▶ **WHAT YOU NEED TO DO**:
Somewhere below are a line with "x=299, y=332" and a later line with "x=289, y=264". Output exactly those lines and all lines between them.

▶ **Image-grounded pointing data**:
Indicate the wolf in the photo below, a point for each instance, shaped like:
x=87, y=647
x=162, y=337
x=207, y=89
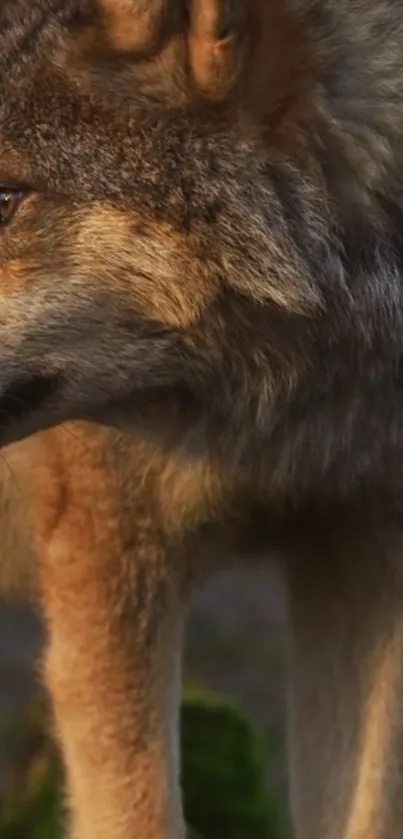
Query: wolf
x=201, y=358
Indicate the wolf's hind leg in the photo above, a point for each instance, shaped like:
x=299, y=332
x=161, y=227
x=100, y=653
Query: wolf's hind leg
x=346, y=685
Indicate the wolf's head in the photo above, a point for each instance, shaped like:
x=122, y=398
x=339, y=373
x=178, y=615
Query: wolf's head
x=186, y=203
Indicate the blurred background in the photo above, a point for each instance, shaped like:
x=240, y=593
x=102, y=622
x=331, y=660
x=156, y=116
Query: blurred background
x=234, y=690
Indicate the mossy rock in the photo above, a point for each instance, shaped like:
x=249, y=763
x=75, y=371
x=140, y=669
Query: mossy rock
x=223, y=776
x=223, y=772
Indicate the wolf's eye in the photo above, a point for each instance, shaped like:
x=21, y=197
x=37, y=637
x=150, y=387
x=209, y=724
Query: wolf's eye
x=10, y=199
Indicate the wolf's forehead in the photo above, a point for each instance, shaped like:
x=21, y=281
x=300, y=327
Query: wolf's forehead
x=25, y=24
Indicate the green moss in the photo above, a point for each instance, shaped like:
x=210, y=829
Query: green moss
x=223, y=772
x=224, y=777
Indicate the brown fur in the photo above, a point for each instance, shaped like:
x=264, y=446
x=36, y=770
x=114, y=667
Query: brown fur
x=201, y=321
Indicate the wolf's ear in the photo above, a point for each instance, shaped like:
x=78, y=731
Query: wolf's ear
x=133, y=25
x=217, y=38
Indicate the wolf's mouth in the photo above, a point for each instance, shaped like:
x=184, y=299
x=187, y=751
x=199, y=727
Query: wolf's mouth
x=23, y=396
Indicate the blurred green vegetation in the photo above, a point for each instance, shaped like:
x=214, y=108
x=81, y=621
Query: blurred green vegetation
x=226, y=795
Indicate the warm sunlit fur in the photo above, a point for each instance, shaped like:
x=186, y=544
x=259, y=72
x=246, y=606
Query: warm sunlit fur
x=201, y=354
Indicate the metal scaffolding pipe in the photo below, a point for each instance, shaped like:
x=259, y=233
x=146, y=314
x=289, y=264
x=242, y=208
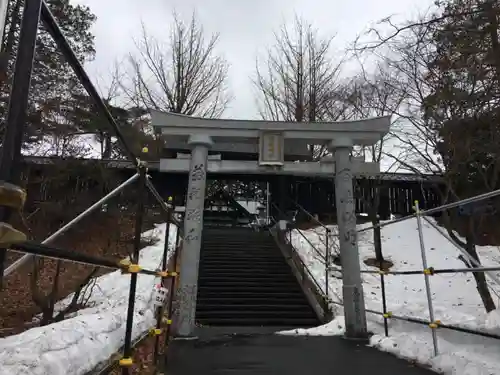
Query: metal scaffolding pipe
x=18, y=263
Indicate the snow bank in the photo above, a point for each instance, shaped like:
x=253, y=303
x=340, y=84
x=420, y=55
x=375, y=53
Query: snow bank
x=454, y=296
x=76, y=345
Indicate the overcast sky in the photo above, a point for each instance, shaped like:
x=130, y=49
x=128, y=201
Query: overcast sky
x=245, y=27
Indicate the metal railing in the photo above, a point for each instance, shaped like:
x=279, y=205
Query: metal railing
x=10, y=176
x=323, y=256
x=428, y=271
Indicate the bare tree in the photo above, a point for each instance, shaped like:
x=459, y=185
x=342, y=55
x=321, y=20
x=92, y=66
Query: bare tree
x=410, y=51
x=182, y=75
x=299, y=80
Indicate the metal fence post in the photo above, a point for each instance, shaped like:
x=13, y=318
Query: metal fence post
x=426, y=277
x=327, y=268
x=161, y=309
x=127, y=361
x=18, y=107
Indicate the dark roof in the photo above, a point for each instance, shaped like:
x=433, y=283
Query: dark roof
x=154, y=165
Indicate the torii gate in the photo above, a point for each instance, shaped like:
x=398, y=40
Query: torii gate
x=270, y=139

▶ **RESULT**:
x=299, y=332
x=161, y=227
x=100, y=653
Query: wolf's hind leg
x=346, y=685
Indicate the wolf's head in the photo above, a point for each instance, shaped like:
x=122, y=398
x=339, y=373
x=178, y=615
Query: wolf's head
x=186, y=203
Indicate the blurred background in the photo above, a point for each instance, shaped like:
x=240, y=593
x=102, y=622
x=331, y=660
x=156, y=116
Query: blurred background
x=234, y=690
Indicate the mossy rock in the photo above, a point for each instance, shaped like:
x=249, y=763
x=75, y=371
x=140, y=669
Query: mossy rock
x=223, y=776
x=223, y=772
Indicate the wolf's eye in the photo above, a point for each instance, shaped like:
x=21, y=197
x=37, y=637
x=150, y=387
x=209, y=724
Query: wolf's eye
x=10, y=199
Indicate the wolf's forehead in the photo above, a point for each instance, shaped like:
x=21, y=281
x=300, y=327
Query: wolf's forehead
x=25, y=24
Indicate the green moss in the photo above, a point for each instance, shaped like:
x=210, y=829
Query: green moss
x=223, y=772
x=224, y=777
Indicate the brown fur in the photo above, a point for each instance, shaped like:
x=264, y=446
x=36, y=770
x=114, y=667
Query: brown fur
x=201, y=321
Indicate the wolf's ear in the photo above, a point for each instance, shaped like:
x=78, y=731
Query: wolf's ear
x=133, y=25
x=217, y=38
Indicate the wolf's mouth in the photo above, a point for each instance, shaped like:
x=184, y=299
x=187, y=751
x=199, y=727
Query: wolf's mouth
x=23, y=396
Indicate the blurred green vegetation in the photo above, a point for each instance, shaped like:
x=214, y=108
x=81, y=621
Query: blurred green vegetation
x=226, y=795
Indicate the warm sunlit fur in the photo above, a point for each instance, shaped like:
x=186, y=544
x=259, y=72
x=246, y=606
Query: warm sunlit fur
x=201, y=354
Indicate the metal scaffolding pipe in the photo below, a point for each instance, shaped like:
x=259, y=233
x=146, y=314
x=289, y=264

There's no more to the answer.